→ **WHAT YOU ARE ASKED TO DO**: The whole listing below should be duplicated exactly, with nothing left out.

→ **PROVIDED MATERIAL**:
+++++

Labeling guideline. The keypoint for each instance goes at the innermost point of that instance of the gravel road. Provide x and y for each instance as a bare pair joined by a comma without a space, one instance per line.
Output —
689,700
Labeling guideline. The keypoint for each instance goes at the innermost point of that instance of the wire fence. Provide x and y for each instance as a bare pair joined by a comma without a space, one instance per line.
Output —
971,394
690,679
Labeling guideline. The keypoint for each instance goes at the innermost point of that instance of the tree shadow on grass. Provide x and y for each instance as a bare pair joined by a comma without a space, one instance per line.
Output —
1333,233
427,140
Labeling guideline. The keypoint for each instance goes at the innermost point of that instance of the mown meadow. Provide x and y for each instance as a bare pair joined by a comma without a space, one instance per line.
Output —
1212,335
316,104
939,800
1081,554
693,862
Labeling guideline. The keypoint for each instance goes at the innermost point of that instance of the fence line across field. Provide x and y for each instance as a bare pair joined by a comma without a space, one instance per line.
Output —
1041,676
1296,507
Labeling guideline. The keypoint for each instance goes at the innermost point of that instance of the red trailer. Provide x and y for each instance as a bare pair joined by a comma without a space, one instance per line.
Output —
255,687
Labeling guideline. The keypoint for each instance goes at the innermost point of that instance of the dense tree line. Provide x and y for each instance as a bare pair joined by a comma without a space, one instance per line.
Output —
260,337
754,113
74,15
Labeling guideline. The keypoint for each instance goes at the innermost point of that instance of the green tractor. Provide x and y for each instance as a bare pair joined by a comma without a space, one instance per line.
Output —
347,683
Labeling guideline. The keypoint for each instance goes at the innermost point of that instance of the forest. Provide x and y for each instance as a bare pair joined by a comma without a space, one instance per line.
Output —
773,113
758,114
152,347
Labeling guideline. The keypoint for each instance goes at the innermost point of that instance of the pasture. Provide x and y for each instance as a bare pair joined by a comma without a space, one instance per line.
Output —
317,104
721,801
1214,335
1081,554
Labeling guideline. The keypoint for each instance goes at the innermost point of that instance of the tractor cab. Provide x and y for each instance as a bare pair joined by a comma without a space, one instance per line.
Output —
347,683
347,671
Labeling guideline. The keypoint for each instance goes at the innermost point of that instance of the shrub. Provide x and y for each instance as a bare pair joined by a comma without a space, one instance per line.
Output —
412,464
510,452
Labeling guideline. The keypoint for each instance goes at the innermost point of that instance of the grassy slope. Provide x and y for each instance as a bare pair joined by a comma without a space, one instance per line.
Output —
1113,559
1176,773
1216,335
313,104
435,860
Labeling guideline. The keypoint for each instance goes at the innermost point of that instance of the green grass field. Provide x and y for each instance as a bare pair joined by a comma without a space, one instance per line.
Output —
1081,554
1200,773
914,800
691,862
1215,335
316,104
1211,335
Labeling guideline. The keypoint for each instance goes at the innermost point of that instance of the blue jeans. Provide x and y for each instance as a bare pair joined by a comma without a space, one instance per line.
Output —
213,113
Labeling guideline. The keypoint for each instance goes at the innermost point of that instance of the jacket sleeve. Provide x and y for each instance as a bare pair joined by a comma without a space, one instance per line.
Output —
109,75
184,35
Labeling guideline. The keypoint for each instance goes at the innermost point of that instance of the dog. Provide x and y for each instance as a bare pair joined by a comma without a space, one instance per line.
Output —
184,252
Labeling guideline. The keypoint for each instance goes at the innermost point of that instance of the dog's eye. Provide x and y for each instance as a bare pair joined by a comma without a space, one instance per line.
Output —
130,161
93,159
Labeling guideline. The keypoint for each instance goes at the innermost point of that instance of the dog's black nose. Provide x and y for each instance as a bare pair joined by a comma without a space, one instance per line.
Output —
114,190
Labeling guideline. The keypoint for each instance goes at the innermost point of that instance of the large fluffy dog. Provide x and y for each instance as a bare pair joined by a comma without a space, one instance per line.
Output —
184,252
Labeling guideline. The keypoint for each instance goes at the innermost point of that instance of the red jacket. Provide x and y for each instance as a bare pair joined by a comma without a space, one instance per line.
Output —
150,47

+++++

→ **TASK OUTPUT**:
Labeling guideline. The keypoint for each instance goes at the innermost point of that instance of the gravel road. Provide x and y for each instance as a bare pair joined by a comma without a space, one instance per line.
Output —
689,700
Labeling guideline. The keypoint for each instance goes at the innermost point of that instance of the wire fence. Provide x and y for each instance as a bare pair joined by a comma without a space, one instance per line.
Output —
971,394
690,679
Labeling guideline. The keypoint for each instance goes at the innermost point of that instance of the tree shadow on grass. Provide x and y for each instance as a bare pair joined by a comma without a space, one instance per line.
Output —
1333,233
427,140
Labeling guideline. The keypoint for each instance goes at the innermost point of that instance of the mown meadow. Provide x and y for each instance as a bare pair joined by a comma without a space, one instance per line.
Output —
1212,335
316,104
939,800
1081,554
693,862
Labeling guideline. The keypoint for each instance goes at the innermost point of that instance of the fence line across field. Provide x and y for each instance as a bare pair joined by a comma without a space, one instance per line.
Output —
1041,676
1296,507
Labeling guideline. The keypoint for each instance goes at the innermost point of that instance of the red trailer. Provide x and y for each instance as a bare pair joined by a comma without a space, one instance per line.
Output —
255,687
Labeling guideline. The keypoint for each instance goes at the innermost point of that instance of the dense tree line. Provide x and y for each instance as a bare pair joined by a comma without a space, one instance per line.
Output —
260,337
754,113
74,15
Labeling guideline. The keypoint for each instance goes at the innermost point of that instance of the green tractor. Provide x and y for each instance as a bare pair joined by a comma without a space, one instance per line.
Output —
347,683
Labeling guideline. The keypoint for each instance goes at the innermost point of that instance of the forest. Provide x and y for each instance as a bare pair joined by a comma without a space, one instance per line.
Output —
773,113
758,114
152,347
Labeling guideline. The keypoint for each instance goes at the innermost point of that instance of the pasture. Provide x and y for each instance as a bare pair joined by a comma without a space, one instance per line.
Output —
317,104
721,801
1214,335
1081,554
Labeling guideline. The keypoint for each instance goes at the innermost point of that instance of the tractor cab. Provide x and y for each instance as a bare pair joined by a comma without a space, one instance per line.
Output —
347,683
347,671
Labeling guideline. The keypoint for each instance goes at the innermost point of that instance of the shrub. Provide x and y for each instance as a bare pair joined by a comma without a space, one instance per line.
Output —
412,464
510,452
Labeling guideline. The keypoint for each instance goes at the innermost point of that instance of the grassy slope. Provide x and y for each instance as a bare pair joined by a comma without a space, one instance per line.
Output —
1113,559
1176,773
1216,335
313,104
435,860
Labeling guideline. The keypoint for each instance goes at the innermost point of that instance of the green grass field. Provide x and y for each instance as a bare pair joined by a comma without a space, one instance per line.
Output —
1081,554
1200,773
914,800
691,862
1215,335
316,104
1211,335
Labeling guideline. The keypoint for each instance goes at the innermost point of that instance of the blue jeans. Provide x and y for each instance as a bare pair joined by a comma without a space, one instance per line.
Output —
213,113
Labeling guideline. The keypoint for each instance goes at the innermost point of that instance of the jacket sleeve. Provide x and y for each instance as a bare pair joined by a comma without a space, one instance per line.
Output —
109,75
184,35
Labeling guideline. The keypoint for each instance goes at the innermost point of that instance of the dog. Provide x and y for each instance as a bare pair joined by a comma without a space, one instance per line.
Output —
184,252
Labeling guideline. The keypoint for each instance goes at the innermost point of that instance of the dog's eye. Provide x and y for each instance as a bare pair joined by a comma without a space, one instance per line.
Output —
130,161
93,159
Labeling guideline. The keypoint for each instance goes at the innermost point of that instance of the dog's black nose. Provide x and y for each instance as a bare pair joined by a comma without a space, one instance per line.
Output —
114,190
Labeling guideline. The keypoint for each instance goes at the innermost point of that instance of the large fluffy dog. Provide x and y for each instance as a bare pair joined by a comma without a space, one instance per line.
Output —
184,252
Labeling guideline. The keypoint for each instance goes at the innermost point of that instance of the red jacket. Provide x and y for each instance as a bare pair joined by a comma without a space, one instance per line.
Output —
150,47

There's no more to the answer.